=== Goal of the exercise ===
Reproduce the data below verbatim from the line containing "Guideline — for every instance of the dirt" through its final line, and produce nothing more.

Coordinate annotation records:

__________

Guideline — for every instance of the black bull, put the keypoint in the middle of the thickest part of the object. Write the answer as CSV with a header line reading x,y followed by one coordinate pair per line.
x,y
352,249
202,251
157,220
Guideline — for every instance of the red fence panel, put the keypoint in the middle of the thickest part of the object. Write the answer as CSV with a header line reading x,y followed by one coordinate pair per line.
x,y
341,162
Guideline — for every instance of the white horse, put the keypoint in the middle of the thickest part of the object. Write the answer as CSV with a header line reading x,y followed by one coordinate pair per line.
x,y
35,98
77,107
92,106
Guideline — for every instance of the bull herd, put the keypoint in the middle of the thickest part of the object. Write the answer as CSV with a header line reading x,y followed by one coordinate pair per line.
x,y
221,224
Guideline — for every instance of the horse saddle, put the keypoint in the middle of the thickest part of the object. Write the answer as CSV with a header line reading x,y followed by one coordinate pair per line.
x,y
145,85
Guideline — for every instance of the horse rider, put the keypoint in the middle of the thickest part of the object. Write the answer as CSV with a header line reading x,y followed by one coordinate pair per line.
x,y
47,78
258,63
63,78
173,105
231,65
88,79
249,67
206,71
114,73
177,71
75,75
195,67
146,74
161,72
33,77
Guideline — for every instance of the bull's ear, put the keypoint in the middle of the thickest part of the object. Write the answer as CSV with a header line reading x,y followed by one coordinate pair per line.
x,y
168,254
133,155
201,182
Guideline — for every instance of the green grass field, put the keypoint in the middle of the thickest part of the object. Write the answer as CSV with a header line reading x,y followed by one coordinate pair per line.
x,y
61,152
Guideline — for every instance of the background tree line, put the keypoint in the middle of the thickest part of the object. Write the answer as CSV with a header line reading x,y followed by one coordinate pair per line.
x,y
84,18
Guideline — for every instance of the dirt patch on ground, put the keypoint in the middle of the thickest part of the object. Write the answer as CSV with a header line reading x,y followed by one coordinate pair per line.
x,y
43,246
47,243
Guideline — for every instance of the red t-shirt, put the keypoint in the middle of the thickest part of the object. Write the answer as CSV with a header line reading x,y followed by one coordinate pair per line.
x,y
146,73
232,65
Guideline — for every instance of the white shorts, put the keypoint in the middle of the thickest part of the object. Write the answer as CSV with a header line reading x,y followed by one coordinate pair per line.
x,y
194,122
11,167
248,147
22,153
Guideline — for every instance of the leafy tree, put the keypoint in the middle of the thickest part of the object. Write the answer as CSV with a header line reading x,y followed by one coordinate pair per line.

__________

=== Response below ===
Guideline — for every instance of the dirt patch on ground, put the keypoint in the middle of the thickest part of the object. Write the answer as CSV with a header line reading x,y followed by one coordinate pair per line.
x,y
43,246
47,243
Guideline — for every instance of the red t-shirt, put the keypoint in the middle of the thickest part of the object. Write the answer as CSV with a header line reading x,y followed by one coordinate pair per line.
x,y
146,73
232,65
Guideline — for every instance of the white shorts, put the keypoint in the middle of the thickest part of the object. Write the answer as CSV with a header line reading x,y followed by one coordinate pair per line.
x,y
194,122
11,167
248,147
22,153
Guideline — for every instance of the leafy tree, put the keypoint in the middle of the thickest part of the object. Write the answer as CSV with a header line reading x,y followed by one coordinate pair per line.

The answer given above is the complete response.